** START Materials provided **
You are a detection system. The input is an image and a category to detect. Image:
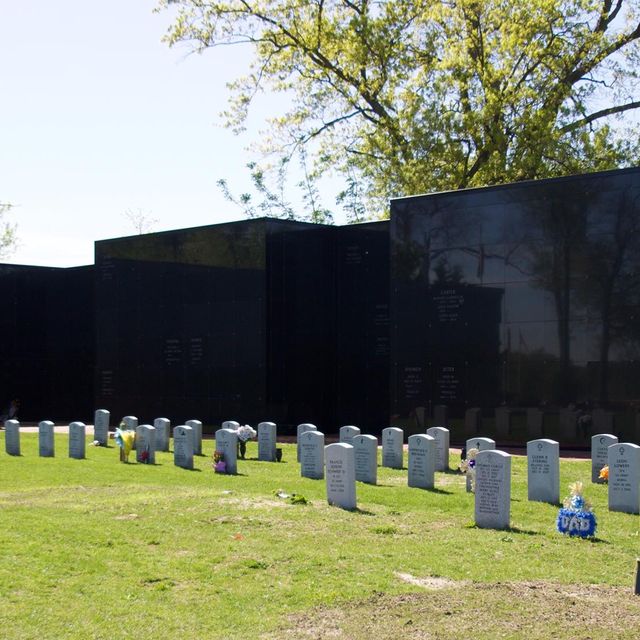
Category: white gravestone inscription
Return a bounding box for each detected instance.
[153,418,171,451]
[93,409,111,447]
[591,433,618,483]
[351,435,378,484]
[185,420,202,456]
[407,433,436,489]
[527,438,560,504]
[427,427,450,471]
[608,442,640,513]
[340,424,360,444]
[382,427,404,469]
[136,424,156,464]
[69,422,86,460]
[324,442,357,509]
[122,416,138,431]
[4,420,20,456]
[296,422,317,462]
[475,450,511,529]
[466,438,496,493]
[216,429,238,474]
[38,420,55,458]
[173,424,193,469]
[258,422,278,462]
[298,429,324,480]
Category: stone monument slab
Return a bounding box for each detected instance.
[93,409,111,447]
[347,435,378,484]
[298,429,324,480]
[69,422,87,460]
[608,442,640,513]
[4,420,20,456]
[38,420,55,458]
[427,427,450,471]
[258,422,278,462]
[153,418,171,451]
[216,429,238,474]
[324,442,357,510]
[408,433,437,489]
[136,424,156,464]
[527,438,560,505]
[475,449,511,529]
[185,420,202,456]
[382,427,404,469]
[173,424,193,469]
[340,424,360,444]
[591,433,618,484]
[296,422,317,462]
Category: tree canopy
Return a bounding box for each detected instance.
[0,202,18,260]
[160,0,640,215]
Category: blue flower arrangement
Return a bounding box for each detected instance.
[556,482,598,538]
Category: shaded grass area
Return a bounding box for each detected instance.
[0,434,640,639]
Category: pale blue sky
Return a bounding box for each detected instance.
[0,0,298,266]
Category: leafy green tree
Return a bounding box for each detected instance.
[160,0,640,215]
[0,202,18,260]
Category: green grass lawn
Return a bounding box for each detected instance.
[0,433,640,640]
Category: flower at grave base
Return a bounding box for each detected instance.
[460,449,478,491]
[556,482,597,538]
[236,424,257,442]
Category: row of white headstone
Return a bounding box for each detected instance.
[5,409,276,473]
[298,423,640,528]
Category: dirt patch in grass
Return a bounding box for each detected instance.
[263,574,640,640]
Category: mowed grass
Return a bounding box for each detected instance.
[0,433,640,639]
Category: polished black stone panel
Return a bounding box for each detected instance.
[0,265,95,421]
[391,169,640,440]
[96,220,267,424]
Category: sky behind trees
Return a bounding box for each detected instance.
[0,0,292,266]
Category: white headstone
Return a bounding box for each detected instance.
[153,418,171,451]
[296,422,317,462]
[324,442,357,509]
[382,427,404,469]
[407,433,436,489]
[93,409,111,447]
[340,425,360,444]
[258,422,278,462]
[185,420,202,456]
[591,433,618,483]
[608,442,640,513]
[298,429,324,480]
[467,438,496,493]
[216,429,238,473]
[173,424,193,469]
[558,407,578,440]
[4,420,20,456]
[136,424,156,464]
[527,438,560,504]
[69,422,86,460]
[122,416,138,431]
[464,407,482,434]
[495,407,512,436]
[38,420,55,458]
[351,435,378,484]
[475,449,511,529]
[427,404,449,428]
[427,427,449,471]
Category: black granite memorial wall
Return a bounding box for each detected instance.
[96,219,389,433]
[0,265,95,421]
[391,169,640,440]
** END Materials provided **
** START Materials provided **
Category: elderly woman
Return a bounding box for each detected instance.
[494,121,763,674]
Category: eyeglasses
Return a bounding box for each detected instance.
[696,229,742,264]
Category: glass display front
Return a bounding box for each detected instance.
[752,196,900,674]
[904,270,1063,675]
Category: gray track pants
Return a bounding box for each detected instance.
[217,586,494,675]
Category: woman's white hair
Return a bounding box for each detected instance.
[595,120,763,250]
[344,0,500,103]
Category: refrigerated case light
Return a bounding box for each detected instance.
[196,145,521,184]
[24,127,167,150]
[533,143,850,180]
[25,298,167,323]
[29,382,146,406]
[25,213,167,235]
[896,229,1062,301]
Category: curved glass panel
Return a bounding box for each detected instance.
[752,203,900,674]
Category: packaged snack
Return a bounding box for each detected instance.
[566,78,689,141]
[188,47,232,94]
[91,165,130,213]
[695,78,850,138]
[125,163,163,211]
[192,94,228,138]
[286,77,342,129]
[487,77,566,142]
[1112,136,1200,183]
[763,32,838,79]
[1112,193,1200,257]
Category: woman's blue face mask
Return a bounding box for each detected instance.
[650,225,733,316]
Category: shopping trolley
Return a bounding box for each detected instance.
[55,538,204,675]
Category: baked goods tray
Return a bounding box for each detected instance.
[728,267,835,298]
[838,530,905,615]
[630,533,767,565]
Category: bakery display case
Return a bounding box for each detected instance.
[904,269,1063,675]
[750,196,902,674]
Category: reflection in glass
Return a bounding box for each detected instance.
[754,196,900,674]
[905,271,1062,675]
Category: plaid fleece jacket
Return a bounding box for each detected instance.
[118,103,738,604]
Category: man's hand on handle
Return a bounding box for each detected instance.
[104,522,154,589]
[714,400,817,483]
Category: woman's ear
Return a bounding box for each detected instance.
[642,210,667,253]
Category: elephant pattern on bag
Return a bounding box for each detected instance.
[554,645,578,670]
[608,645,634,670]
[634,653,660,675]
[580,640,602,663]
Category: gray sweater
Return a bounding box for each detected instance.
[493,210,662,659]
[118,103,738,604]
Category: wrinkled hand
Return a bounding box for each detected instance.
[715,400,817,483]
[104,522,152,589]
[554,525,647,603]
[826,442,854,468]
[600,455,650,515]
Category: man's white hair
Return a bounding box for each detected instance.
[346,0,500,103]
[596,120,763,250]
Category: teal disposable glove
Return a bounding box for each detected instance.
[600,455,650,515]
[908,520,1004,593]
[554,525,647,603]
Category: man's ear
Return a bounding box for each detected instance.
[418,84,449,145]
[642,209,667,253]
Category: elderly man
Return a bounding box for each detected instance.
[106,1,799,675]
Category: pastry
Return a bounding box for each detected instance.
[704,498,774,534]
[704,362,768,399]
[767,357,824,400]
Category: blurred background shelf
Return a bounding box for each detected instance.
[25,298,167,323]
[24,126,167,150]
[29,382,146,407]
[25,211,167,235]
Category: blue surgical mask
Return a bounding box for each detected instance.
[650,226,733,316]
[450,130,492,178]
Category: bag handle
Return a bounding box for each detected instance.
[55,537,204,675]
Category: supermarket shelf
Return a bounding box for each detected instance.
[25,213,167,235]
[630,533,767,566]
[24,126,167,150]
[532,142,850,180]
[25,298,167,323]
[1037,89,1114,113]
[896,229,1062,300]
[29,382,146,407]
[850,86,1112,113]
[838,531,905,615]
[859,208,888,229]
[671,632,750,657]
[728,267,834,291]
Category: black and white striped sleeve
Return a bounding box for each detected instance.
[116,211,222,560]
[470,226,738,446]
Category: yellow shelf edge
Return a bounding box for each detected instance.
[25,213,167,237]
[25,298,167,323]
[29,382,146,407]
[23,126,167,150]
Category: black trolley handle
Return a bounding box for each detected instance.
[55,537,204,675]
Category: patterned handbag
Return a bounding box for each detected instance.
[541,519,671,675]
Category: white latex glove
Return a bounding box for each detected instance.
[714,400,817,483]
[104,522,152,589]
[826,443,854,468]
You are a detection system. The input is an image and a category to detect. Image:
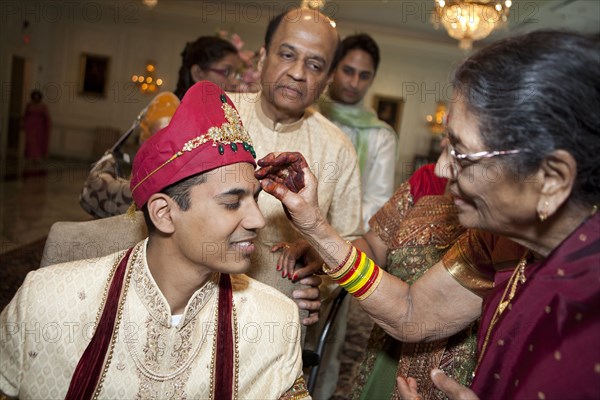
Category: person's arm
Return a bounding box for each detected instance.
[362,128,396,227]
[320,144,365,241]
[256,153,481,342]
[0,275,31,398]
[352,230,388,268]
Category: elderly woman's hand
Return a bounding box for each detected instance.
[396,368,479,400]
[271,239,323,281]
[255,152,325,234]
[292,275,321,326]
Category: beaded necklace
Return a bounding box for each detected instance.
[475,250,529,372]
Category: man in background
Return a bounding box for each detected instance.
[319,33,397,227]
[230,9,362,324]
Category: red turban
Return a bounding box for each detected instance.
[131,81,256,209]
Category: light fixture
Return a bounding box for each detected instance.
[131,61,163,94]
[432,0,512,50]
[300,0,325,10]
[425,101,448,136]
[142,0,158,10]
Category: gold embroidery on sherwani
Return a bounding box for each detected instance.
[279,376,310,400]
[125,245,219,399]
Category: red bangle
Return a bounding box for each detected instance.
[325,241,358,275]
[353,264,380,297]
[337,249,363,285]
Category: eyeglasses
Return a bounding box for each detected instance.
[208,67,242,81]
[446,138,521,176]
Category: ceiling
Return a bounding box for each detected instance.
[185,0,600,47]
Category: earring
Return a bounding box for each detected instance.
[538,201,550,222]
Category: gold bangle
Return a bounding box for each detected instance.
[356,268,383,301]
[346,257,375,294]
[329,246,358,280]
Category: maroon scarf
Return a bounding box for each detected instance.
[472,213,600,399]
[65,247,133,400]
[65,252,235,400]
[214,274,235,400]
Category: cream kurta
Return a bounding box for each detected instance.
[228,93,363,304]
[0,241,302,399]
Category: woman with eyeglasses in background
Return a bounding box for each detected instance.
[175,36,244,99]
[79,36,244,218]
** END Materials provided **
Output the lines of the data above exactly as they appear, starting at the line containing "Category: beaded necklace" and ending at the line containing "[131,81,256,209]".

- [Written answer]:
Category: beaded necklace
Return a bounding box for each detected instance.
[475,250,529,372]
Category: man in background
Return a bounding box for each detected instance.
[319,33,397,227]
[230,9,362,324]
Category: red turban
Return a bounding box for each detected instance.
[131,81,256,209]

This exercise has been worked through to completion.